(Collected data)
┄┄┄┄┄┄┄┄┄┄

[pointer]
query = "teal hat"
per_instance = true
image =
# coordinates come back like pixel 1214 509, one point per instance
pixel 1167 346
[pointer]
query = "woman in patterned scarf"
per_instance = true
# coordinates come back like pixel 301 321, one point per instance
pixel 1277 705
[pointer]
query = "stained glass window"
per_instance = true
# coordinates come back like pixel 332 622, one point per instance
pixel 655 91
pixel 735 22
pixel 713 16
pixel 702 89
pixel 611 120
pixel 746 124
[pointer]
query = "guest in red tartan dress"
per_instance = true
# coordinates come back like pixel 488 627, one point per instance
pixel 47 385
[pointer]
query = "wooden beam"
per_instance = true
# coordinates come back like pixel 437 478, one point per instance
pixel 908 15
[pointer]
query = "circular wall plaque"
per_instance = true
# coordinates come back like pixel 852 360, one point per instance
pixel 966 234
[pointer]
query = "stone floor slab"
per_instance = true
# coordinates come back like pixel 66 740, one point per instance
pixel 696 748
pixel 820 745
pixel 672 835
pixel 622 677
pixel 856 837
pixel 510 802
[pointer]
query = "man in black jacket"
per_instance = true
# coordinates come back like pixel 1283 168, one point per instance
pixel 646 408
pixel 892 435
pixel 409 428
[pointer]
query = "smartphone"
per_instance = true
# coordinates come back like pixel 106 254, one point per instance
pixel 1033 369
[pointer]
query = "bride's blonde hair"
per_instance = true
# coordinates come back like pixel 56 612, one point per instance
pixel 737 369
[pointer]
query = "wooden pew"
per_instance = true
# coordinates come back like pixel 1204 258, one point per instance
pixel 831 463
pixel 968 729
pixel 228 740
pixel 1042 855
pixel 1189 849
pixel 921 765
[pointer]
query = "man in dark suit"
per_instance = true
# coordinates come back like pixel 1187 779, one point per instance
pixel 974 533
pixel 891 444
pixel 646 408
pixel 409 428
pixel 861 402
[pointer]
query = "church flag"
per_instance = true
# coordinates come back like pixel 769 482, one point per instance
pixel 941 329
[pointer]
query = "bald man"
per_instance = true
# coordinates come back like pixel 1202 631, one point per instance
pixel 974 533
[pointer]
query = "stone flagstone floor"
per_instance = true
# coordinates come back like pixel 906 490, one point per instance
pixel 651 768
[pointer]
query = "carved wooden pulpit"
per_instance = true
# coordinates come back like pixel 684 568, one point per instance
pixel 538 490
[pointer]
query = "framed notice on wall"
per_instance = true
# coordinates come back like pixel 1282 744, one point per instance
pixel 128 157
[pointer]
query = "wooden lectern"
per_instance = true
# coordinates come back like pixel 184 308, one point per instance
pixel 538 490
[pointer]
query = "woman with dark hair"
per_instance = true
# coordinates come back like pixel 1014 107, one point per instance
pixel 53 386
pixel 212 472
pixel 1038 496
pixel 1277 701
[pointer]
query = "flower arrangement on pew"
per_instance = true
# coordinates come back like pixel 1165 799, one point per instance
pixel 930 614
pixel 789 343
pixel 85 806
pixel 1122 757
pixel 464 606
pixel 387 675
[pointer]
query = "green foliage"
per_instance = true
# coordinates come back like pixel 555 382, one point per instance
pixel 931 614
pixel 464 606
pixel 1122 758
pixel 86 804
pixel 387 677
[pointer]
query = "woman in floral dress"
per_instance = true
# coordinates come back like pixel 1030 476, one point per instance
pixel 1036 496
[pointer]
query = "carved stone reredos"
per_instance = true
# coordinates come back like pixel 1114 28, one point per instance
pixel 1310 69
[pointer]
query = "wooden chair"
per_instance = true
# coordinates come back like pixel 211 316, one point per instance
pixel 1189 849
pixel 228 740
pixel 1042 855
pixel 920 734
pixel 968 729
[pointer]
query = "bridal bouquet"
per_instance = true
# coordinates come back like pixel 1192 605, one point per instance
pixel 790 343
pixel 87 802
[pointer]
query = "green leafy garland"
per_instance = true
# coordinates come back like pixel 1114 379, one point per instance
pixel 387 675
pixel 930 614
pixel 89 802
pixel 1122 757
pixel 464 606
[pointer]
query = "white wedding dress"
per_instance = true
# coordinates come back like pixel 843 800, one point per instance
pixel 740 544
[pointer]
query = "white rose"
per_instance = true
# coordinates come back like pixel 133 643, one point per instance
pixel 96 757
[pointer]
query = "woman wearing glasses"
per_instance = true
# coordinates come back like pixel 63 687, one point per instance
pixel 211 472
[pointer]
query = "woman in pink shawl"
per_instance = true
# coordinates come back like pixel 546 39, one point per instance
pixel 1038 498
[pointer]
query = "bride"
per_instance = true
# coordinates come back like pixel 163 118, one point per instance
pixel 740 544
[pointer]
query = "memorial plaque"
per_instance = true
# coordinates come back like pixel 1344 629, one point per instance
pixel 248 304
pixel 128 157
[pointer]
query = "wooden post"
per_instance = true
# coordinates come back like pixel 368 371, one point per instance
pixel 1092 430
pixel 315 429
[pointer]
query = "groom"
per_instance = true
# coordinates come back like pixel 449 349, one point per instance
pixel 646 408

┄┄┄┄┄┄┄┄┄┄

GIVEN EXERCISE =>
Word for word, extract all the records.

COMPLETE RESPONSE =>
[pointer]
query = "teal hat"
per_instance = true
image =
# coordinates come back like pixel 1214 509, one point per instance
pixel 1167 346
[pointer]
query = "woman in patterned scarf"
per_instance = true
# coordinates come back like pixel 301 321, one point per instance
pixel 1277 705
[pointer]
query = "stained glass window"
per_instance = true
# coordinates come back like pixel 332 622, one point per instance
pixel 655 91
pixel 735 22
pixel 713 16
pixel 702 89
pixel 611 120
pixel 746 124
[pointer]
query = "guest in red tartan dress"
per_instance = true
# coordinates come back like pixel 488 627, one point per instance
pixel 47 385
[pointer]
query = "wooden beam"
per_instance = true
# coordinates come back like pixel 437 478, one point per instance
pixel 908 15
[pointer]
query = "circular wall plaque"
per_instance = true
# coordinates come back like pixel 852 360, one point per instance
pixel 966 234
[pointer]
query = "stone floor slab"
per_instance = true
# coordinates come back like pixel 66 740, one point per instance
pixel 696 748
pixel 820 745
pixel 672 835
pixel 622 677
pixel 856 837
pixel 510 802
[pointer]
query = "man in black jacket"
per_instance = true
# coordinates come back like pixel 1283 168, one point per instance
pixel 646 408
pixel 892 435
pixel 409 428
[pointer]
query = "smartphone"
per_instance = true
# coordinates come back like pixel 106 254, one point per instance
pixel 1033 369
[pointer]
query = "bride's blonde hair"
per_instance = true
# coordinates come back like pixel 56 612, one point per instance
pixel 737 369
[pointer]
query = "wooden pew"
per_instance = true
# coordinates come back like pixel 1204 258, one point per instance
pixel 831 463
pixel 968 729
pixel 228 740
pixel 1042 855
pixel 1189 849
pixel 921 765
[pointer]
query = "man in dark suit"
per_instance = true
# coordinates come back like pixel 1187 779, one point per instance
pixel 974 533
pixel 891 444
pixel 646 408
pixel 409 428
pixel 861 402
[pointer]
query = "church flag"
per_instance = true
# coordinates come back like pixel 769 482, one point per instance
pixel 941 329
[pointer]
query = "bald man"
per_instance = true
# coordinates come back like pixel 1202 631, one point per instance
pixel 974 533
[pointer]
query = "stone flagstone floor"
per_instance = true
# coordinates come back like pixel 906 490, one point per instance
pixel 651 768
[pointer]
query = "carved wooden pulpit"
per_instance = true
# coordinates come back like pixel 684 568, one point per instance
pixel 538 490
[pointer]
query = "framed notice on wall"
per_instance = true
# coordinates come back like pixel 1282 744, one point per instance
pixel 128 157
[pointer]
query = "wooden lectern"
per_instance = true
# coordinates come back like pixel 184 308, one point per instance
pixel 538 490
[pointer]
query = "woman with dark hair"
per_instance = true
# coordinates come back like pixel 1014 107, one point per instance
pixel 53 386
pixel 212 472
pixel 1038 496
pixel 1277 701
[pointer]
query = "flower arrangement on pew"
per_instance = true
# coordinates come back like pixel 1165 799, one point per instance
pixel 930 614
pixel 789 343
pixel 85 806
pixel 1122 757
pixel 464 606
pixel 387 675
[pointer]
query = "green foliage"
per_instance = true
# coordinates come back like pixel 555 382, one point per instance
pixel 931 614
pixel 464 606
pixel 1122 758
pixel 86 804
pixel 387 677
[pointer]
query = "woman in floral dress"
per_instance = true
# coordinates come back like pixel 1030 476, one point per instance
pixel 1036 496
[pointer]
query = "carved stone reredos"
per_instance = true
# coordinates come back like pixel 1114 28, one point per instance
pixel 1310 69
[pointer]
query = "wooden chair"
per_instance = true
# coordinates come back like pixel 211 316, one point per instance
pixel 1189 849
pixel 228 740
pixel 1042 855
pixel 920 734
pixel 968 729
[pointer]
query = "bridal bouquet"
per_instance = true
# coordinates come back like pixel 1192 605, one point per instance
pixel 790 343
pixel 87 802
[pointer]
query = "green leafy garland"
per_instance = true
# coordinates come back like pixel 1114 379, one point per instance
pixel 387 675
pixel 930 614
pixel 89 802
pixel 1122 757
pixel 464 606
[pointer]
query = "white wedding dress"
per_instance = true
# coordinates come back like pixel 843 800, one point per instance
pixel 740 544
[pointer]
query = "white rose"
per_instance = true
# coordinates come back like pixel 133 643, one point per instance
pixel 96 757
[pointer]
query = "woman wearing glasses"
per_instance = true
# coordinates come back like pixel 63 687, one point per instance
pixel 211 472
[pointer]
query = "woman in pink shawl"
per_instance = true
# coordinates come back like pixel 546 39, one point per instance
pixel 1038 498
[pointer]
query = "bride"
per_instance = true
# coordinates come back like pixel 163 118, one point per instance
pixel 740 544
[pointer]
query = "memorial plaque"
per_instance = true
# coordinates come back like pixel 1344 629, one point per instance
pixel 248 304
pixel 128 157
[pointer]
query = "wooden post"
per_instance = true
# coordinates come back like pixel 368 371, one point per instance
pixel 1092 430
pixel 315 429
[pointer]
query = "groom"
per_instance = true
# coordinates come back like pixel 449 349, one point per instance
pixel 646 408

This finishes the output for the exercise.